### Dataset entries
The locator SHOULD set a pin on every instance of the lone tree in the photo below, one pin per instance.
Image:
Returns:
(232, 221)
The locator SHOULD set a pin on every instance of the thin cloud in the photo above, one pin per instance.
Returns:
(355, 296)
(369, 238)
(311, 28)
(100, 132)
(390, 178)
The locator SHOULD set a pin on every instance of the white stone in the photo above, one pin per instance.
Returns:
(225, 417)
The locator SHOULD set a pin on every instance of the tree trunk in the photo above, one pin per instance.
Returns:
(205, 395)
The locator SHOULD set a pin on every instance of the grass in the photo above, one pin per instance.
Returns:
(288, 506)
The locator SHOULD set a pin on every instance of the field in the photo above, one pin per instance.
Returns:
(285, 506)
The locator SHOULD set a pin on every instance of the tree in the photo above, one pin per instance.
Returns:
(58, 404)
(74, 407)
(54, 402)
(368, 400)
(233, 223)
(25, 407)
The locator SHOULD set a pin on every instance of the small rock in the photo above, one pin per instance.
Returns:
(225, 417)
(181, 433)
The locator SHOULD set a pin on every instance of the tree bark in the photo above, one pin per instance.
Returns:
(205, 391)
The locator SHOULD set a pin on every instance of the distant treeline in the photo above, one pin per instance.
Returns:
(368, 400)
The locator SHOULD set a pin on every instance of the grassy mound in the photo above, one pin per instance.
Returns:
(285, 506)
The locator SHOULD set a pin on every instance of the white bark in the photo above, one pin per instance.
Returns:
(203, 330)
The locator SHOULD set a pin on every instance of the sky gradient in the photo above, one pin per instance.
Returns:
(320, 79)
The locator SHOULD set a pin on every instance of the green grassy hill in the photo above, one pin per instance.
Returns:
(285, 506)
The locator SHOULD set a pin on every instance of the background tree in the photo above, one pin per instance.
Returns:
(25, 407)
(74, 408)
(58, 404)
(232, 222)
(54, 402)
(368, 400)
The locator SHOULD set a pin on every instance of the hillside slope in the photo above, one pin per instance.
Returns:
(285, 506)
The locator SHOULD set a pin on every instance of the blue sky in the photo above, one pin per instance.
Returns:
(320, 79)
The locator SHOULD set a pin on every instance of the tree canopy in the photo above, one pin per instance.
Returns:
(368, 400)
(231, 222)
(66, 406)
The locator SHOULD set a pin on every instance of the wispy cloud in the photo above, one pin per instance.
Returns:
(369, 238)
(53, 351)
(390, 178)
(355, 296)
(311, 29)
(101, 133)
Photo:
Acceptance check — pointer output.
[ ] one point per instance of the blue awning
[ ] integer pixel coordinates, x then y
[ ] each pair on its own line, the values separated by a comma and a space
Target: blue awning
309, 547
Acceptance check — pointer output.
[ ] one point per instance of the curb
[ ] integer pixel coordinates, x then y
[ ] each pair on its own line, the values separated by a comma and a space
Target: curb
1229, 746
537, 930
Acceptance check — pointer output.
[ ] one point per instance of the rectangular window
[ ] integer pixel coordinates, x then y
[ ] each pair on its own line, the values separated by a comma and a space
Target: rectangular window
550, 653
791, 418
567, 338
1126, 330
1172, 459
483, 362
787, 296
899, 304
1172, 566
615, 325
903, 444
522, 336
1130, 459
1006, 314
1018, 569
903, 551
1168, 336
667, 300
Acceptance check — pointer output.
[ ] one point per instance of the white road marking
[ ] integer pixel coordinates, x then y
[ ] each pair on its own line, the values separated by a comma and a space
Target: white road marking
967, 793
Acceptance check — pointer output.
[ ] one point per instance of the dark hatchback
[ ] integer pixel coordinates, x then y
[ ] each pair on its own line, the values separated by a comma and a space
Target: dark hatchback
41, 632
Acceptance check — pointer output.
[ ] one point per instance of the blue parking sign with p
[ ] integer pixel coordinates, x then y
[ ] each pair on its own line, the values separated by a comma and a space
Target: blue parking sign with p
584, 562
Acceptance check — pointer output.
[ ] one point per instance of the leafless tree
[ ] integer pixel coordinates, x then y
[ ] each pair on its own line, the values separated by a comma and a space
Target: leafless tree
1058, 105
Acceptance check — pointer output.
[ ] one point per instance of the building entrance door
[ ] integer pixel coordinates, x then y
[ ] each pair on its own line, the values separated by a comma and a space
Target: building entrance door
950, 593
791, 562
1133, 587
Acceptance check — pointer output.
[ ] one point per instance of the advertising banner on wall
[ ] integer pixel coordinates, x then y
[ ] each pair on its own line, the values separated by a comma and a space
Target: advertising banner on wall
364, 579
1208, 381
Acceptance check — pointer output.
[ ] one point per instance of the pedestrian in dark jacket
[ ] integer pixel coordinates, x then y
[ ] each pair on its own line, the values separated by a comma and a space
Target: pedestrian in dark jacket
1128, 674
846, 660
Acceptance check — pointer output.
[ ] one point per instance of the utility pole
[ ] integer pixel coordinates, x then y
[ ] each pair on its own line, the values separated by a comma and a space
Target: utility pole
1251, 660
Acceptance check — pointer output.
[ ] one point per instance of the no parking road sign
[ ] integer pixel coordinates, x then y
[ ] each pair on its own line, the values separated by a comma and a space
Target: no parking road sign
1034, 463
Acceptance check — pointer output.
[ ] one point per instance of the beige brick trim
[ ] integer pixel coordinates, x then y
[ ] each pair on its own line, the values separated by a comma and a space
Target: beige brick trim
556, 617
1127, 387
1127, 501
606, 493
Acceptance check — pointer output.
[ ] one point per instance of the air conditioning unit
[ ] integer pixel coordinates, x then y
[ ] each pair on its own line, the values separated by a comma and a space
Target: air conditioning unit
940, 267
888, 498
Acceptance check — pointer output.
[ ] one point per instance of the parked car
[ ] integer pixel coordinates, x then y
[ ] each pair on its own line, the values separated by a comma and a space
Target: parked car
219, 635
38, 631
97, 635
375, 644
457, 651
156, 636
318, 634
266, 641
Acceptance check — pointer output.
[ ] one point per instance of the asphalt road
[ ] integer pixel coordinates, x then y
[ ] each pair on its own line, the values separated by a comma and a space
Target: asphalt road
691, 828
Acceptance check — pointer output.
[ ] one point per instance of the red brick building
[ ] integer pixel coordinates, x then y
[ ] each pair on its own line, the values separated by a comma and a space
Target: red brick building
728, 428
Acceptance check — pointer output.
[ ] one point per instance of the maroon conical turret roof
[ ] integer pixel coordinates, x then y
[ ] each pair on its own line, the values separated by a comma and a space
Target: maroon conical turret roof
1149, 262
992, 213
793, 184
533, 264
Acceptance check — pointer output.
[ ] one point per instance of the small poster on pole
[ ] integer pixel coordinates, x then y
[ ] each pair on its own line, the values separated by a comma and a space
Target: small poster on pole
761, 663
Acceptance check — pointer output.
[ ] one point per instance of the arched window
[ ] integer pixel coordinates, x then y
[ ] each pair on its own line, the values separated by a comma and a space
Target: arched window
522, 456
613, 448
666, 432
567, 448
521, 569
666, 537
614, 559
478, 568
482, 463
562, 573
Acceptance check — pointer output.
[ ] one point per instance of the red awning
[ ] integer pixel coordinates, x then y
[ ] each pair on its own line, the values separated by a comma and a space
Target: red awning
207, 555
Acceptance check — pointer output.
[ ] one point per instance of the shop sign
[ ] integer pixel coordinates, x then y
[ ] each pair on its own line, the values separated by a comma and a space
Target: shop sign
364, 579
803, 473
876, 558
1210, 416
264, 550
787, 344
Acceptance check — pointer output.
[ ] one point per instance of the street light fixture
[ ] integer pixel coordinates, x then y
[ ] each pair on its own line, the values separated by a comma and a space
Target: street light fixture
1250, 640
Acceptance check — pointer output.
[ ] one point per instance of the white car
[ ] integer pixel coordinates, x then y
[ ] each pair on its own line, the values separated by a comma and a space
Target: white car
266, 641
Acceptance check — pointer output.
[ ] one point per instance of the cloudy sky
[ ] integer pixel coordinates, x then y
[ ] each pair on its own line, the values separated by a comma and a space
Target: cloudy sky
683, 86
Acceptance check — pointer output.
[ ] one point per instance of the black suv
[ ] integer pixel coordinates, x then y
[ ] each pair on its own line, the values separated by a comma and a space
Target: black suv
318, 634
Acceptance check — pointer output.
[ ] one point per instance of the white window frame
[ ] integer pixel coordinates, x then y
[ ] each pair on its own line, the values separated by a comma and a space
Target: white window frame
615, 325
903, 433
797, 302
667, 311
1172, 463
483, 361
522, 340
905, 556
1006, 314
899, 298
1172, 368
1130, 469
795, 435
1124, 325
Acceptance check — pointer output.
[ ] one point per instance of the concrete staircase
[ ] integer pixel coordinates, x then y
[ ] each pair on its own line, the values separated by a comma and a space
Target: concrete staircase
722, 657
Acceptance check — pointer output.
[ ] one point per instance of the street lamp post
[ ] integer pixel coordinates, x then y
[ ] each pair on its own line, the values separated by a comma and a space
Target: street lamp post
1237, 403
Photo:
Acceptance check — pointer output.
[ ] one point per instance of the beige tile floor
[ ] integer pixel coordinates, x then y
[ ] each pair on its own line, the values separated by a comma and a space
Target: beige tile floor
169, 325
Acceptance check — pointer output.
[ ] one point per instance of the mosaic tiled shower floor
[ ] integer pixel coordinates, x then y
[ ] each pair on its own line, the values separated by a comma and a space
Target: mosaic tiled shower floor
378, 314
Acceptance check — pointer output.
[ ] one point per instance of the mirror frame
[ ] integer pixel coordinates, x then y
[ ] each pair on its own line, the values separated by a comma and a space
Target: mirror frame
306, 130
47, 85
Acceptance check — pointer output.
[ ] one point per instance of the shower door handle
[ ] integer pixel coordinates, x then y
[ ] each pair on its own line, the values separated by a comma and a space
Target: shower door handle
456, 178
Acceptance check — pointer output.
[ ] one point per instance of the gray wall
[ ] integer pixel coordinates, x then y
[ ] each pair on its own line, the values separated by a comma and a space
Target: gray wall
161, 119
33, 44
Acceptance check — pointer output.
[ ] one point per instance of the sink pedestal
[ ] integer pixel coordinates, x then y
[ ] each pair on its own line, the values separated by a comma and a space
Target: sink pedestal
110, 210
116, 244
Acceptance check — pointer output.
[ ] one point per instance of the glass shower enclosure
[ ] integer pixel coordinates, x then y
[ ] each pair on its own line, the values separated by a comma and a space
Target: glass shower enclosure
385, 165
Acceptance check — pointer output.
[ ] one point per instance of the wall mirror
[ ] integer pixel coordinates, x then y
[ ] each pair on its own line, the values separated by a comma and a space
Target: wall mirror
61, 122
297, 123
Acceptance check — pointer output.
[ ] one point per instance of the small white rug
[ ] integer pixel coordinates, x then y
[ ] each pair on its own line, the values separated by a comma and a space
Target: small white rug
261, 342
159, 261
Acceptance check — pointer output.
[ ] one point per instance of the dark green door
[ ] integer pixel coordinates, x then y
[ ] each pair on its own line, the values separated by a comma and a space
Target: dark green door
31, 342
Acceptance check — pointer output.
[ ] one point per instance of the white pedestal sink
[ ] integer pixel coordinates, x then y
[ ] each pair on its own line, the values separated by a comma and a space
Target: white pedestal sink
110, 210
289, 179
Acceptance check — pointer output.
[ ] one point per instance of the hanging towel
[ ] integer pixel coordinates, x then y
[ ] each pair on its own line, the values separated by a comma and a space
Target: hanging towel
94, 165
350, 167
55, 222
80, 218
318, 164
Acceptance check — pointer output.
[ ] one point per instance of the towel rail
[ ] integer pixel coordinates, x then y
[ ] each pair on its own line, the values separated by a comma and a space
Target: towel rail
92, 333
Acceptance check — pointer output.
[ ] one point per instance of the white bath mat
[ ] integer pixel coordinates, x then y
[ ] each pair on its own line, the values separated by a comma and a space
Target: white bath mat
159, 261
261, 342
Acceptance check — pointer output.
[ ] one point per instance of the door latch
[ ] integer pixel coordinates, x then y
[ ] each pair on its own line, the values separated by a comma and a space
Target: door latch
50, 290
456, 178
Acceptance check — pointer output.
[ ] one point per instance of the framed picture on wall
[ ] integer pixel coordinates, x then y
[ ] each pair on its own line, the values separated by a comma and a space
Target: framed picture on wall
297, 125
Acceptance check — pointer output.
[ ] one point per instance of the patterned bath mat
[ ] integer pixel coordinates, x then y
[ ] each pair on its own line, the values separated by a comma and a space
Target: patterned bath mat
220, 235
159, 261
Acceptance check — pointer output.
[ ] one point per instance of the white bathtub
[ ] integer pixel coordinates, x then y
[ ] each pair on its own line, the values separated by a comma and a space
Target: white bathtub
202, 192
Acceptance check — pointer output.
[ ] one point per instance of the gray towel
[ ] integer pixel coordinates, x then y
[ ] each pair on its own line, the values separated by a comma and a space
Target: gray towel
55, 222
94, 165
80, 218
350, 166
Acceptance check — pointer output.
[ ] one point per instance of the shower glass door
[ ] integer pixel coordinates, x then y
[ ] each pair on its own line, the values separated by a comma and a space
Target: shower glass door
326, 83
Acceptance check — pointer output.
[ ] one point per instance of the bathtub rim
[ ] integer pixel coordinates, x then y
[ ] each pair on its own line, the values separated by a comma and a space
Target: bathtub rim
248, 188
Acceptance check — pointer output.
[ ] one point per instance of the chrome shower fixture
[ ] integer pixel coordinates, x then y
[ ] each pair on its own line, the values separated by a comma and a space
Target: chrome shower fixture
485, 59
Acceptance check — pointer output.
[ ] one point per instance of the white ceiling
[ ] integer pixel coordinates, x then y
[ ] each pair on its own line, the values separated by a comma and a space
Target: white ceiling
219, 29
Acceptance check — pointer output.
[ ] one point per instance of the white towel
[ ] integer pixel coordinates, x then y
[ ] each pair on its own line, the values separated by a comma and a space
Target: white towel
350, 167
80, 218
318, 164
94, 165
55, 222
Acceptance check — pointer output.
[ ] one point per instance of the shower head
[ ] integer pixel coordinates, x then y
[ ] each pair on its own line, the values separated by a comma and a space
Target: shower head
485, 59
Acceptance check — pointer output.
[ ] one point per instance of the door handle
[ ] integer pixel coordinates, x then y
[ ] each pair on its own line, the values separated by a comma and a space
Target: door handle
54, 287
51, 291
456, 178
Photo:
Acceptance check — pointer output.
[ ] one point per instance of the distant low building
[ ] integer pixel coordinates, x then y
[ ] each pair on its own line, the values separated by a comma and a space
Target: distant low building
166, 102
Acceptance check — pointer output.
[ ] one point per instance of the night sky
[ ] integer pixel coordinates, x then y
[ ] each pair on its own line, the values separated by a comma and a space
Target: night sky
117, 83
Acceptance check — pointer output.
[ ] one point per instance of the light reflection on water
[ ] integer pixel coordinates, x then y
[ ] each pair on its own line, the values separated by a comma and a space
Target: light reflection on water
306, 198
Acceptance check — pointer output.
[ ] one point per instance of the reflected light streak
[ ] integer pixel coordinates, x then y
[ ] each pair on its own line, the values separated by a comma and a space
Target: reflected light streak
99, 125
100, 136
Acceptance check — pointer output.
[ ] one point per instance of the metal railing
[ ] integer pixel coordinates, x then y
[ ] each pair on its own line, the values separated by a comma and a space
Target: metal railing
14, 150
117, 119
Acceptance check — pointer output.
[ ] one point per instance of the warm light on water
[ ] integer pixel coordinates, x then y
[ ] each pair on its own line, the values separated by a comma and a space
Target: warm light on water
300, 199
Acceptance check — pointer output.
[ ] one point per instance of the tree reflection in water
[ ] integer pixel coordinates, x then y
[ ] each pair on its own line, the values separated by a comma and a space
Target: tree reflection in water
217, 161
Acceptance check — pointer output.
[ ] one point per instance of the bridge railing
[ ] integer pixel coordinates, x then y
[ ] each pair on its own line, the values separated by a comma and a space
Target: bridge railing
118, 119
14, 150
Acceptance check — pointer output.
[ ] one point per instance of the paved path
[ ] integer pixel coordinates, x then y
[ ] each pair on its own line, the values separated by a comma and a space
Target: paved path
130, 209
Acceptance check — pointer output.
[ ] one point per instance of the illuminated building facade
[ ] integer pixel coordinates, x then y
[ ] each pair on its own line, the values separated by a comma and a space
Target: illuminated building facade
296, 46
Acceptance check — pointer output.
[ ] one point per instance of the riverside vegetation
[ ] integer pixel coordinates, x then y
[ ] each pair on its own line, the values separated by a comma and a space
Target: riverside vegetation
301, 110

### Exercise goal
Report the number of lines in the items above that contain the string "patterned". Give only the number.

### Exercise response
2